Kaynak metin:
'''
Yok Edilen Bir Ömür Recep Küpçü

***Recep Küpçü'yü düşünürken bunlar geldi aklıma. Çünkü o bir şairdi ve ömrü soyutlandıkça sonsuzlaşan bir nehirdi ve gideceği okyanus daha tamamlanmamış, oluşma aşamasındaydı. *** Recep Küpçü için geniş bir çalışma başlatılarak tüm eserlerinin eksiksiz bulunmasına çalışılmalı. *** Bildiğim kadarıyla bir romanı daha var deniyordu, o da gerekli çalışmalar sonrasında okurla buluşturulmalı. *** Yaşamak sorgulamaktır, korkmadan sorgulamak...

PAYLAŞ

Şairlere yolculuk

***

Yok Edilen Bir Ömür: Recep Küpçü

Kim karşı çıkabilir ki sırası gelmişe, sırasını sessiz ve kimsesiz savuşturana? Kim ister ki ölümün sırasızlığını? Bu istek ve isteksizlik iki karşı cepheye aittir. Ölüm sırasını bozan eylem cinayettir, bozan kişi de katildir.
'''
Veri satırları:
'''
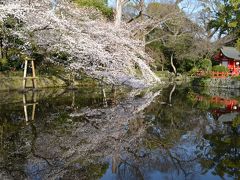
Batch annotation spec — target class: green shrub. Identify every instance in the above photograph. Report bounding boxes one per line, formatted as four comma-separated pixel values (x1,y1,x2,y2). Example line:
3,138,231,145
212,65,229,72
73,0,113,19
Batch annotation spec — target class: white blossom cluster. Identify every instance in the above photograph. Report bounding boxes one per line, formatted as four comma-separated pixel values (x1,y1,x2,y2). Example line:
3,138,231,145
0,0,160,88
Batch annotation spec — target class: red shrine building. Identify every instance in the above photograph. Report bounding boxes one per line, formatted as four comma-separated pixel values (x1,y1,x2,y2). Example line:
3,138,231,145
214,46,240,75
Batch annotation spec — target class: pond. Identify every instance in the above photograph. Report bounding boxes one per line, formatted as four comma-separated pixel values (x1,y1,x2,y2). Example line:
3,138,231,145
0,85,240,180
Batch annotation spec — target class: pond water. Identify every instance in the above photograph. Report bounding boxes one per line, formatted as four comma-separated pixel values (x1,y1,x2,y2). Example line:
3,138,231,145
0,86,240,180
'''
Alıştırmada istenenler:
- A) Recep Küpçü yazısında "Şairlere yolculuk" sözlerinden başlayıp "kişi de katildir." sözlerine varıncaya dek her şeyi hiç değiştirmeden aktarın.
- B) Recep Küpçü yazısını son cümlesinden sonra kaldığı yerden sürdürün.
Bu alıştırmada satırlara ihtiyaç yoktur.

Verilen cevaplar:
- A)
Şairlere yolculuk

***

Yok Edilen Bir Ömür: Recep Küpçü

Kim karşı çıkabilir ki sırası gelmişe, sırasını sessiz ve kimsesiz savuşturana? Kim ister ki ölümün sırasızlığını? Bu istek ve isteksizlik iki karşı cepheye aittir. Ölüm sırasını bozan eylem cinayettir, bozan kişi de katildir.

- B)
Recep Küpçü’yü düşünürken bunlar geldi aklıma. Çünkü o bir şairdi ve ömrü soyutlandıkça sonsuzlaşan bir nehirdi ve gideceği okyanus daha tamamlanmamış, oluşma aşamasındaydı. İşte tüm bunlara engel olan eylem cinayettir. Yeniden sormak gerekir, cinayet hangi ölümlerin öznesidir.

1999 depreminden sonra ikinci gelişimdi İstanbul’a ekmeğim adına. O sıralarda elime geçmişti Boğaziçi Yayınları’ndan ‘Değişik Şiirler’ adıyla Recep Küpçü’nün şiirleri. Beşir Ayvazoğlu’nun sunuş yazısıyla yayımlanan bu kitap, önsözünü yazandan dolayı içimi hemen ısıtmamıştı ama ortada var olan şiirdi, boş veremezdim.

O kişinin siyasi kimliğini bir yana bıraktım. Nasıl olsa söyleyeceklerini bir süzgeçten geçirecektim. Kitap, ‘Ötesi Var’, ‘Ötesi Düş Değil’ ve ‘Yayımlanmamış Şiirler’ adıyla üç bölümden oluşuyordu. Bu önsözden edindiğimiz bilgiye göre, 1968 yılında, Recep Küpçü’nün yakın dostu Nedyalko Yordanov, arkadaşının şiirlerini Bulgarcaya çevirerek ‘Dostlarım, Yolcu Yolunda Gerek’ adıyla yayımlar.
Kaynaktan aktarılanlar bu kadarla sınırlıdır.